◆ **Document extract**
Mischaracterizing MRFF as “atheist” is another common theme.

“Many people rail [at] MRFF as an atheist organization and nothing could be farther from the truth,” MRFF Special Projects Manager Paul Loeb wrote in response to a typically misguided, but atypically civil correspondent. “96% of our over 39,000 clients are practicing Christians who come to us for help because they are afraid their careers we put in jeopardy should they seek help through official channels,” Loeb explained. “The vast majority of the time our clients are being religiously discriminated against by extremist Christians for not being the ‘right kind of Christian.’ This is something we do not tolerate, the Constitution does not tolerate and that commanders should not tolerate but often do because it is the status quo.”

But there are atheists in MRFF, just like in the military itself—even in proverbial foxholes, or….

“I would like you all at the MRFF to know you will never find an atheist in a fire fight,” one supremely self-confident writer opined. “Men who have never called on the name of the Lord will do so in a hurry and be saved in an instant.”

Naturally, he was answered by an atheist veteran.

“Nearly the entire staff of MRFF is former service members, including many war veterans,” MRFF Atheist’s Affairs Advisor Dustin Chalker replied. “I was an Army combat medic and Iraq veteran with a Purple Heart for injuries sustained in combat and the Combat Medical Badge for providing care under fire. And I'm an atheist, just like ~ 20% of the unit that I fought with, and the numbers are similar throughout the rest of the Armed Forces,” Chalker explained. “Now that you’’ve been corrected, I would appreciate it if you NEVER lie and insult the character, virtue, and service of atheists in US Armed Forces EVER again.”

◆ **Work instructions**
1. Set down word for word everything in the MRFF excerpt from "But there are" down to "an atheist veteran.".
2. Answer these questions from the MRFF excerpt:
(a) What percentage of MRFF's clients are practicing Christians?
(b) What role did Dustin Chalker serve in while in the Army?
(c) Roughly what share of Chalker's unit were atheists?
3. Turn the paragraph in the MRFF excerpt that opens "Nearly the entire staff of MRFF" into a short list that keeps its main facts.
The data that comes next is separate material and has no connection to the MRFF excerpt.

◆ **Available data**
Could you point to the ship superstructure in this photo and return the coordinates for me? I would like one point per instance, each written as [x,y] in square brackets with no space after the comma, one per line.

◆ **Replies**
1.
But there are atheists in MRFF, just like in the military itself—even in proverbial foxholes, or….

“I would like you all at the MRFF to know you will never find an atheist in a fire fight,” one supremely self-confident writer opined. “Men who have never called on the name of the Lord will do so in a hurry and be saved in an instant.”

Naturally, he was answered by an atheist veteran.

2.
(a) 96%
(b) Combat medic
(c) About 20%

3.
- Dustin Chalker, MRFF Atheist's Affairs Advisor, said nearly all MRFF staff are former service members, including many war veterans.
- Chalker was an Army combat medic and Iraq veteran.
- He received a Purple Heart for combat injuries and the Combat Medical Badge for giving care under fire.
- He is an atheist, as were about 20% of his unit, and he said the numbers are similar across the Armed Forces.
- He told the writer never again to lie about or insult the character, virtue, and service of atheists in the US Armed Forces.